Referring expression data:
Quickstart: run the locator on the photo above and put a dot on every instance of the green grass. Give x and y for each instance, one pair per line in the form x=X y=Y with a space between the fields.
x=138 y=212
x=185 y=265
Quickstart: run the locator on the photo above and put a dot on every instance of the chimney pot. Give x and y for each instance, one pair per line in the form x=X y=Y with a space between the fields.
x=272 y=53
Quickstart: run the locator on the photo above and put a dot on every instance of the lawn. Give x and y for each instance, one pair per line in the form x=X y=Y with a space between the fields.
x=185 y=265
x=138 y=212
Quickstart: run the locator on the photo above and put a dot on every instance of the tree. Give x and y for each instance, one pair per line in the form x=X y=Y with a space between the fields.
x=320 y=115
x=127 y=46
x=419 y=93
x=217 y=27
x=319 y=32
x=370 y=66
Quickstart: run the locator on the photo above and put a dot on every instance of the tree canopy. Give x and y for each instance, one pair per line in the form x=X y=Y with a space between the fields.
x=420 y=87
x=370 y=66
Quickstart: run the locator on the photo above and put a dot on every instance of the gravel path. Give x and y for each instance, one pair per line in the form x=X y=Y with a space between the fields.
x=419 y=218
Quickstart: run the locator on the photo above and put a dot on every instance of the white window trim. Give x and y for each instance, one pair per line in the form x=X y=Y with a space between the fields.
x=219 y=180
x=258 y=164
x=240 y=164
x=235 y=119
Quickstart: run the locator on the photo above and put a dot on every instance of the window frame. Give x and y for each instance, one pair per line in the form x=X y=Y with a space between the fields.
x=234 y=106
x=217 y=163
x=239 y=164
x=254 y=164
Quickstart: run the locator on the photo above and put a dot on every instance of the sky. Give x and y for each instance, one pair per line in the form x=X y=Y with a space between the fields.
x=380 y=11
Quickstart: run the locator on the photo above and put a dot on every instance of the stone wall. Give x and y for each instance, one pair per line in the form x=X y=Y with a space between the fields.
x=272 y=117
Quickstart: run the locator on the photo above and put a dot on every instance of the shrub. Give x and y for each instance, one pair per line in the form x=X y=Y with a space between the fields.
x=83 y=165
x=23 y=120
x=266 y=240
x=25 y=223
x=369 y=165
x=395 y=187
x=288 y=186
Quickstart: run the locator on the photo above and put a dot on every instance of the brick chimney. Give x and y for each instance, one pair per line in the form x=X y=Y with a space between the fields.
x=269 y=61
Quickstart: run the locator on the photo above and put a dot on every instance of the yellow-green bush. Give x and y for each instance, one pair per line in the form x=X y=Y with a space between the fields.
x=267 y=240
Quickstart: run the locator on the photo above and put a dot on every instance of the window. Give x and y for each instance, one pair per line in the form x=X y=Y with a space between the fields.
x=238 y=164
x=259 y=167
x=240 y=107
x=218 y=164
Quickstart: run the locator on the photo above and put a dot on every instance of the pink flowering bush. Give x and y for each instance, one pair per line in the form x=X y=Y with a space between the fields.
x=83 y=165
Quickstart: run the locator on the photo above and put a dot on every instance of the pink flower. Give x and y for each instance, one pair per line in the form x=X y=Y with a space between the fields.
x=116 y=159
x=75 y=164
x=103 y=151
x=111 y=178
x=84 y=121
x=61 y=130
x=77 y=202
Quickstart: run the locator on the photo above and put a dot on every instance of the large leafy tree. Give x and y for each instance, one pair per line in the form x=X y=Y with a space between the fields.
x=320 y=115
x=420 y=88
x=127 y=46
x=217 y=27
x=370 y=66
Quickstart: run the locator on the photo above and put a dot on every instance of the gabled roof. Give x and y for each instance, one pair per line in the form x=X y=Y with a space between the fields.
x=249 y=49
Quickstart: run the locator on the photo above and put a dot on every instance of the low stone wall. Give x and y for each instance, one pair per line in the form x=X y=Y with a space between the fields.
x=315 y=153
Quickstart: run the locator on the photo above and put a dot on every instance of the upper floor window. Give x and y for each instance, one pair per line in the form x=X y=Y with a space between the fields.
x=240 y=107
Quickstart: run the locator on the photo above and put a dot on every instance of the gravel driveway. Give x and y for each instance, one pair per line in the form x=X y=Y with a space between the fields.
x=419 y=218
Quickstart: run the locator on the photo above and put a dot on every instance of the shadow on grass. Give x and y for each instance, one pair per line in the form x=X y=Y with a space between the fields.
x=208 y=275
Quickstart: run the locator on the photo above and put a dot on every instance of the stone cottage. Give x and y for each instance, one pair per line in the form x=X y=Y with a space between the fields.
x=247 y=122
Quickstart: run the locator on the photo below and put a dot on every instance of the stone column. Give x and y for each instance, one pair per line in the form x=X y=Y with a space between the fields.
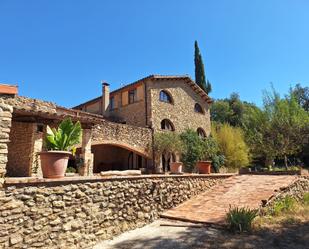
x=5 y=127
x=37 y=145
x=86 y=153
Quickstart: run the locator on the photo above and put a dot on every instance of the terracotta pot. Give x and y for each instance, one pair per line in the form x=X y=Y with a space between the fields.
x=204 y=167
x=54 y=163
x=176 y=167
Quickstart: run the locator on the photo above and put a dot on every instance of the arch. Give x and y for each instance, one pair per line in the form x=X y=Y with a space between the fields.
x=166 y=124
x=140 y=151
x=201 y=132
x=166 y=97
x=198 y=108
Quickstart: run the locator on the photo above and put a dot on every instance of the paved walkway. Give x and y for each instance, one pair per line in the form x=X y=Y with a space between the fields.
x=244 y=190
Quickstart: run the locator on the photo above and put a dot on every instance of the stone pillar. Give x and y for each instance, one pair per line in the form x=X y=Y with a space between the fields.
x=37 y=145
x=105 y=98
x=86 y=153
x=5 y=126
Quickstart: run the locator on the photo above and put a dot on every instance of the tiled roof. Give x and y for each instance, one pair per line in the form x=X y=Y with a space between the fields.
x=189 y=81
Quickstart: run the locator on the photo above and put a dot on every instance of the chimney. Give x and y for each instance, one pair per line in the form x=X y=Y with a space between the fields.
x=105 y=97
x=8 y=89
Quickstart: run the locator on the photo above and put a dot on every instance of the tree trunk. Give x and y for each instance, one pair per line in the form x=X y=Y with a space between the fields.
x=286 y=162
x=269 y=161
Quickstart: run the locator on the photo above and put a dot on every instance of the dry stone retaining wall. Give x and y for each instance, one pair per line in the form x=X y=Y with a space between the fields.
x=78 y=215
x=5 y=125
x=296 y=190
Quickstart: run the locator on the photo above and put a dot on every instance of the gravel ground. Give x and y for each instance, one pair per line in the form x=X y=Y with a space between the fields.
x=187 y=235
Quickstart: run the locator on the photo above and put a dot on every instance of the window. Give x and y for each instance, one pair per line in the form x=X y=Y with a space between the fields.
x=112 y=103
x=132 y=96
x=165 y=97
x=198 y=108
x=201 y=133
x=167 y=125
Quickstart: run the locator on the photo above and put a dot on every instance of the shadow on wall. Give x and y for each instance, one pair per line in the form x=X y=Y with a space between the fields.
x=288 y=236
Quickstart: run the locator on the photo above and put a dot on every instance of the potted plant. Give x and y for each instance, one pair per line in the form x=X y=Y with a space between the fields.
x=166 y=144
x=60 y=144
x=210 y=149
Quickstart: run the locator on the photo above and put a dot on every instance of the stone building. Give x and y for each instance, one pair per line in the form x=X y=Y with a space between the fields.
x=118 y=127
x=161 y=103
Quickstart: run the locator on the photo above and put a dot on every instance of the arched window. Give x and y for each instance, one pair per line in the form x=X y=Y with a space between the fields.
x=201 y=133
x=166 y=97
x=198 y=108
x=167 y=125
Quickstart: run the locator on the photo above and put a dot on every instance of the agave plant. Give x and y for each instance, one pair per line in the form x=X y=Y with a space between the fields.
x=64 y=137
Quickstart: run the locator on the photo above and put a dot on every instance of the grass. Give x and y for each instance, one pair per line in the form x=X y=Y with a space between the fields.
x=285 y=212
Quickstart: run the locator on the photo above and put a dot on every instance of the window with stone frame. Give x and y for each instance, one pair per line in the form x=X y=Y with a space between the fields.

# Exercise prompt:
A word-for-word copy of every entry, with the pictures left out, is the required answer.

# Task answer:
Quickstart: run the locator on the photo above and put a dot on every instance of the green grass. Give x and y for each instance, one pair per line in the form x=X y=Y with a space between the fields.
x=138 y=212
x=185 y=265
Quickstart: run the locator on the photo above and put a dot on every instance of the chimney pot. Give x and y for each instance, one pair per line in the form x=X y=Y with a space between the fields.
x=272 y=53
Quickstart: run the locator on the photo above and put a dot on every instance of the lawn. Give x and y for each instance, one pair per line in the form x=X y=Y with a space between the fields.
x=185 y=265
x=138 y=212
Quickstart: run the locator on the photo above and put a dot on every instance of the tree. Give x and y for each instance, one pair per line in the form x=X y=Y with a space between the fields.
x=320 y=115
x=127 y=46
x=419 y=93
x=217 y=27
x=319 y=32
x=370 y=66
Quickstart: run the locator on the photo above and put a dot on every instance of the tree canopy. Give x and y for each instance, one pair per line in the form x=X y=Y with a space between the fields.
x=420 y=87
x=370 y=66
Quickstart: run the locator on the photo above and put a dot on every instance of the gravel path. Give x and y for each instance, one pair per line in the form x=X y=Y with a space between the fields.
x=419 y=218
Quickstart: run the locator on the photo above and put a dot on every instance of the white window trim. Give x and y for each instance, one pair per line in the form x=X y=Y with a space between the fields.
x=219 y=180
x=258 y=164
x=240 y=164
x=235 y=119
Quickstart: run the locator on the photo above and put a dot on every instance of the window frame. Give x and y for each instance, one pair per line in the form x=X y=Y with a space between the fields.
x=234 y=106
x=217 y=163
x=239 y=164
x=254 y=164
Quickstart: run the locator on the photo above and put a dot on every instance of the sky. Give x and y for each instance, one pair per line in the form x=X y=Y with a space between the fields.
x=380 y=11
Quickstart: run the locator on the photo above and put a dot on every instance of the stone wall. Give x and y for each instance, one pair per line in the form x=X y=Y with a space between the fields.
x=272 y=117
Quickstart: run the locator on the photo above and put a dot on every instance of the shrub. Give x and y for each instance, one pair per line in the form x=X y=Y with a space between the fields.
x=83 y=165
x=23 y=120
x=266 y=240
x=25 y=223
x=369 y=165
x=395 y=187
x=288 y=186
Quickstart: run the locator on the photo above and put a dot on every instance of the brick chimney. Give x and y for each instance, one pair per line in the form x=X y=Y with a space between the fields.
x=269 y=61
Quickstart: run the locator on the photo above and put a dot on every instance of the yellow-green bush. Give x and y for each instance, one pair per line in the form x=X y=Y with a space between the fields.
x=267 y=240
Quickstart: run the locator on the photo above and put a dot on every instance of the window. Give x and y for each instance, one pair per line in the form x=X y=Y with a space between the fields.
x=238 y=164
x=259 y=167
x=240 y=107
x=218 y=164
Quickstart: run the locator on the photo above and put a dot on every instance of the pink flowering bush. Give x and y for each instance, one pair per line in the form x=X y=Y with a space between the fields.
x=83 y=165
Quickstart: run the locator on the photo above and put a dot on every instance of the pink flower. Give x and y for each instance, one pair per line in the form x=X y=Y with a space between the fields.
x=116 y=159
x=75 y=164
x=103 y=151
x=111 y=178
x=84 y=121
x=61 y=130
x=77 y=202
Quickstart: run the locator on the photo above and put a dot on every instance of the large leafy tree. Give x and y for each instance, one pair per line in the form x=X y=Y with a space between the fields.
x=320 y=115
x=420 y=88
x=127 y=46
x=217 y=27
x=370 y=66
Quickstart: run the locator on the photo above and put a dot on every instance of the gabled roof. Give x and y for each instance, one pair per line in the form x=X y=Y with a space between the fields.
x=249 y=49
Quickstart: run the locator on the photo above and put a dot on every instance of the low stone wall. Give x and y for each instance, one pair per line in the form x=X y=Y with a space between the fields.
x=315 y=153
Quickstart: run the locator on the photo above and put a dot on every instance of the upper floor window. Give x and y for each instance, one pair per line in the form x=X y=Y with a space between the fields.
x=240 y=107
Quickstart: run the locator on the photo above and put a dot on every instance of the gravel driveway. Give x and y for each instance, one pair per line in the form x=X y=Y with a space between the fields.
x=419 y=218
Quickstart: run the locator on the photo above and put a dot on every instance of the shadow on grass. Give x and y for each instance, one pair per line in the form x=X y=Y with a space between the fields.
x=208 y=275
Quickstart: run the locator on the photo above and put a dot on every instance of the stone cottage. Give x and y for each instance, one pair per line in the form x=X y=Y with a space between the fields.
x=247 y=122
Quickstart: run the locator on the photo below and put a dot on every instance of the stone column. Give x and y for each instance, one pair per line in the form x=X y=Y with a space between the fields.
x=5 y=127
x=37 y=145
x=86 y=153
Quickstart: run the locator on the photo above and put a dot on every instance of the terracotta pot. Give x and y for each instance, one pair per line in the form x=X y=Y with a space between the fields.
x=204 y=167
x=54 y=163
x=176 y=167
Quickstart: run the locator on the photo above and put a dot on every instance of the arch. Give x and y for each instance, one pair per line in the form x=X y=Y with a space between the fields.
x=166 y=124
x=140 y=151
x=201 y=132
x=166 y=97
x=198 y=108
Quickstart: run the locator on the photo above and put a dot on every instance of the paved walkway. Give x and y for each instance, one pair per line in the form x=X y=Y with a space between the fields.
x=244 y=190
Quickstart: run the locator on the photo above and put a dot on every instance of the stone pillar. Give x and y for each instance, one pair per line in the form x=X y=Y with a space between the fields.
x=37 y=145
x=105 y=98
x=86 y=153
x=5 y=126
Quickstart: run the locator on the photo above and put a dot on every instance of the tiled roof. Give x and y for each instance, one pair per line in the form x=X y=Y with a space between the fields.
x=189 y=81
Quickstart: run the locator on the photo above and put a dot on every instance of the chimney. Give x and y for each instance, one pair per line in the form x=X y=Y with a space between the fields.
x=105 y=97
x=8 y=89
Quickstart: run the locator on the photo above and put a dot on every instance of the tree trunk. Give x and y for each instance, one pair per line in the form x=X y=Y with a space between the fields.
x=286 y=162
x=269 y=161
Quickstart: run the locator on the photo above and put a dot on every instance of the dry stone retaining wall. Give x and y for each instance, one pair per line in the form x=X y=Y with a space between the fields.
x=78 y=215
x=5 y=125
x=296 y=190
Quickstart: run the locator on the photo above and put a dot on every instance of the gravel ground. Give x and y for each instance, one pair per line in the form x=X y=Y with a space between the fields.
x=187 y=235
Quickstart: run the locator on the photo above and put a dot on every instance of the window. Give x and y for each instance, one pair per line in the form x=X y=Y with a space between the fields.
x=112 y=103
x=132 y=96
x=165 y=97
x=198 y=108
x=201 y=133
x=167 y=125
Quickstart: run the locator on the photo above and put a dot on every instance of the shadow on wall. Give x and y for each instance, one pair per line in the form x=X y=Y with a space between the fields.
x=288 y=236
Quickstart: run the locator on the photo above and put a dot on every instance of the potted plant. Give x and y for each instance, one pair per line in the form x=X y=Y with a space between the fields.
x=166 y=144
x=60 y=144
x=210 y=149
Quickstart: run the locator on the photo above and put a dot on every instance of the stone building. Give x and y for each instance, one pair per line in the form x=X y=Y with a space between the fields.
x=118 y=127
x=161 y=103
Quickstart: run the locator on the photo above and put a dot on every instance of the arched window. Give x and y for each instance, one pair per line in the form x=X y=Y with a space between the fields.
x=201 y=133
x=166 y=97
x=198 y=108
x=167 y=125
Quickstart: run the locator on the photo above and put a dot on every instance of the agave plant. Give x and y for each instance, one pair per line in the form x=X y=Y with a space between the fields.
x=64 y=137
Quickstart: run the locator on the photo above and put a dot on every instance of the grass. Give x and y for each instance, one pair per line in the form x=X y=Y with a space between the fields.
x=285 y=212
Quickstart: run the locator on the photo above and put a dot on every instance of the window with stone frame. Give x and y for each instance, one pair per line in the form x=X y=Y with a space between the fields.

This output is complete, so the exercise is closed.